_Mise en pratique_
[a] Indiquez, s'il vous plaît, si chacune des affirmations suivantes concorde avec l'entretien sur le sport durable à Angers. Répondez par oui ou non et citez mot pour mot le passage décisif.
(i) Le Championnat de France d'Athlétisme a reçu un label du Comité Olympique Sportif Français.
(ii) La démarche vise à réduire le bilan carbone de la manifestation, quel que soit le coût supplémentaire.
(iii) D'après Olivier Lucas, la démarche ne tient compte que de la sphère environnementale.
[b] Rédigez la suite de l'entretien sur le sport durable à Angers, en reprenant après la dernière réponse d'Olivier Lucas.

_Extrait choisi_
------------------------

Angers sur la piste du sport durable – L’INTERVIEW

La Ville d’Angers souhaite encourager les pratiques durables lors des manifestations sportives. Elle a donc montré l’exemple en participant à l’organisation du Championnat de France d’Athlétisme qui a reçu le label “Sport et dévelopement durable” du Comité Olympique Sportif Français. M.Olivier Lucas, Directeur adjoint à la direction Sport & Loisirs de la Ville d’Angers, revient pour Eurêka 21 sur l’organisation de lla compétition en juillet 2009.



Eurêka 21 : En quoi consiste exactement la démarche “sport et développement durable“ ?

Olivier Lucas : Cette démarche consiste à prendre en compte les 3 piliers du développement durable, à savoir la sphère environnementale biensûr mais aussi la sphère économique et surtout la sphère sociale au moment des choix dans l’organisation d’une manifestation sportive. Cela se concrétise par exemple, par la mobilisation des fournisseurs locaux et l’achat de produits équitables ou issus de l’agriculture biologique. Cela permet de faire le lien avec la dimension santé inhérente à la pratique sportive en sensibilisant les participants au problème de la malbouffe, des maladies cardio-vasculaires. La dimension sociale passe également par une prise en compte de la diversité des sportifs en fonction de leur sexe, de leur âge, de leur origine sociale ou culturel, de leur handicap... Enfin, il s’agit aussi de réduire au maximum le bilan carbone de la manifestation sans générer trop de coût supplémentaire. C’est une démarche intégrée impliquant une réelle concertation entre tous les pôles internes de l’équipe organisatrice et avec les partenaires extérieurs. Le label Sport & développement durable est un outil, un prétexte pour diffuser la logique de durabilité dans le quotidien de la pratique sportive.

------------------------

_Données fournies_
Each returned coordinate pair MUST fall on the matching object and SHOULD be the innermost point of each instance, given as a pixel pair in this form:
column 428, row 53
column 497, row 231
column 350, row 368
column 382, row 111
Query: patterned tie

------------------------

_Réponses par tâche_
[a]
(i) Oui : « Championnat de France d’Athlétisme qui a reçu le label “Sport et dévelopement durable” du Comité Olympique Sportif Français ».
(ii) Non : « réduire au maximum le bilan carbone de la manifestation sans générer trop de coût supplémentaire ».
(iii) Non : « la sphère environnementale biensûr mais aussi la sphère économique et surtout la sphère sociale ».

[b]
E21 : La Ville d’Angers est présentée comme précurseur du label Sport et développement durable proposé aujourd’hui par le Comité Olympique francais. Quand est apparue cette volonté d’associer pratiques sportives et développement durable ?

O.L. : Ce label existe depuis 3 ans grâce à la collaboration avec le département local du Comité Olympique Sportif et l’Office Municipal d’Angers regroupant les clubs sportifs angevins. Il s’inscrit dans le cadre de l’agenda 21 du sport de la ville d’Angers. En 2006, à l’occasion d’une journée nationale de formation sur la participation sportive, le CNFPT (Centre National de la Fonction Publique Territoriale) a invité les mairies et les associations sportives à une conférence sur “le Sport, le développement durable et la participation citoyenne”. Marco Blater, le président du Comité Olympique Suisse invité, nous avait alors présenté le prix “éco sport” qui intégrait la dimension environnementale dans l’organisation des manifestations sportives en Suisse. Le maire d’Angers nous a demandé de réfléchir à un programme basé sur cette expérience. Nous ne voulions pas intégrer la seule dimension écologique mais réunir aussi la dimension sociale et économique propre au développement durable. Un label francais a ainsi été créé en partenarial avec l’ADEME, l’Office Municipal des Sports d’Angers, le Comité Départemental Olympique et Sportif de Maine et Loire, et la Direction Départementale de la Jeunesse, des Sports et de la Vie Associative de Maine et Loire en 2007. L’idée a ensuite été déclinée par le Comité National Olympique Sportif Francais qui a lancé le label “Développement durable, le sport s’engage” en complément de la Charte sur le développement durable.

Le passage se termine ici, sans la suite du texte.